_What is asked_
According to the farm awards text below, how many hives do Paul and Sheryl Steens expect to have by the end of the year?

_Extract provided_
According to the judges’ comments, the family is always looking for ways to improve the farm and their business without compromising the environment. The family also continually seeks to optimize their management systems, which in turn will contribute to their property’s sustainability. “They maintain excellent records electronically, allowing them to review progress and plan positively for the future.”

They run sheep and beef plus dairy grazers. Livestock condition is good and animal welfare is given high importance. They have also planted 28ha with radiata pine and 20ha with other species. These are protected through fencing and pest control measures.

“The family have a QEII covenant on their property and are part of the Manawahe Kokako Trust for Kokako restoration. They also work with Environment Bay of Plenty on land use plans and have been involved with the Manawahe Eco Trust for protection of the Manawahe Corridor.”

A field day will be held at the Chattan Farm in Manawahe on May 10. Mr Cronin encourages people to attend by calling the regional farm awards coordinator Sheree Phillips at Environment Bay of Plenty.

Other awards include:

Stuart and Alison Paton, Paton Farms Ltd, Murupara - Livestock Improvement Best Dairy Farm Award

Stuart and Alison strive to be good farmers seeking enjoyment, fulfillment and success from their farming enterprise, while at the same time pursuing their goal of a sustainable and successful farm. They have both been involved in farming for most of their lives and run their enterprise with everyday awareness and a focus on common sense decision-making.

Paton Farms is farmed in two separate blocks/herds, with a separate runoff for young stock. It’s all found on 190 hectares. Each year approximately 400 cows are milked and 120 calves are reared, with no stock losses for the current year. Livestock condition is excellent. This is evidence of their animal health management programme, which features regular checks and health updates from their veterinary advisor.

Most important to the Patons are their livestock because ‘if they look after the stock – the stock will look after them’. Stuart and Alison manage each manage a herd of their own and have a strong teamwork approach to other aspects of their farming business

They have strategically fenced and protected waterways plus river access, and will continue to search for ways to increase the quality and production from each block.

Paul and Sheryl Steens, PA & SC Steens, Te Puke - Winners of Hill Laboratories Best Harvest Farm Award and Gallagher Innovation Award

Paul and Sheryl Steens have been involved in the bee keeping industry for about 25 years and have lived on their current property for 21 years. From a beginning with just three hives, their business has grown and developed at a fast pace, faster in fact than some within the industry would have envisaged. They expect to have approx 6,500 hives established across areas of the North Island by the end of the year.

They have an innovative approach to many aspects of their beekeeping programme. An example is that every pallet, hive and lid they use can be traced at all times by a computer based program of bar coding.

The Steens are actively involved in the research and science behind honey production and have developed an innovative program to reward farmers based on the yield from their respective properties.

The enterprise has staff that are enthusiastic and involved. There are 15 permanent and up to 12 casual staff. All are encouraged to develop and grow within the business.

The Steens are leaders in the New Zealand honey industry and will continue to challenge all aspects of the honey industry and their own involvement.

_Data excerpts_

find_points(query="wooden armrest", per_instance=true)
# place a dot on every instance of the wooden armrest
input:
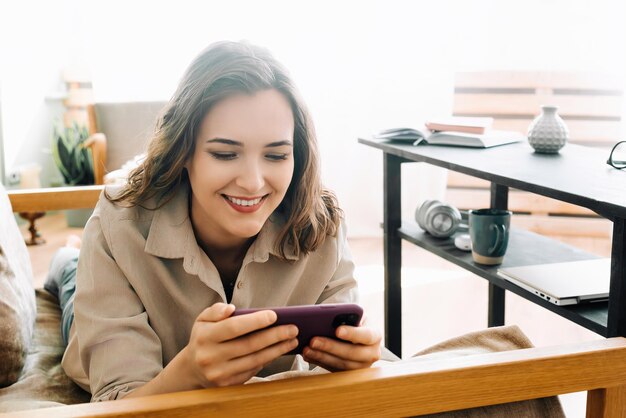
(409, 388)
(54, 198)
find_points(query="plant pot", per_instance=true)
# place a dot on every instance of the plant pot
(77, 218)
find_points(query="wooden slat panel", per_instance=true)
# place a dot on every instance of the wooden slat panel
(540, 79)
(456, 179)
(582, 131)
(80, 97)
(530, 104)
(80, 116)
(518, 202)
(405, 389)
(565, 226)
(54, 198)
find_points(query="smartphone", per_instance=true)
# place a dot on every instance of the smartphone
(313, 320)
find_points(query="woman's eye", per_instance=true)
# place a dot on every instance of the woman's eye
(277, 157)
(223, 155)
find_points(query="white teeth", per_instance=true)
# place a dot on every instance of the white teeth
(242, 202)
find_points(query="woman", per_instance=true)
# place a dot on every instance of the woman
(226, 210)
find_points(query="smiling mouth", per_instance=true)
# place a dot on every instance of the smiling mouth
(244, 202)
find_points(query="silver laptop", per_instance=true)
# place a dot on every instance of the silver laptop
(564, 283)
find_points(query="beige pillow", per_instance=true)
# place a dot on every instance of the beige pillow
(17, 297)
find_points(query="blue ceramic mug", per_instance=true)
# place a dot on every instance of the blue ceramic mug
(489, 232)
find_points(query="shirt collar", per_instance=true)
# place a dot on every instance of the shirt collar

_Exercise result_
About 6,500 hives, across areas of the North Island.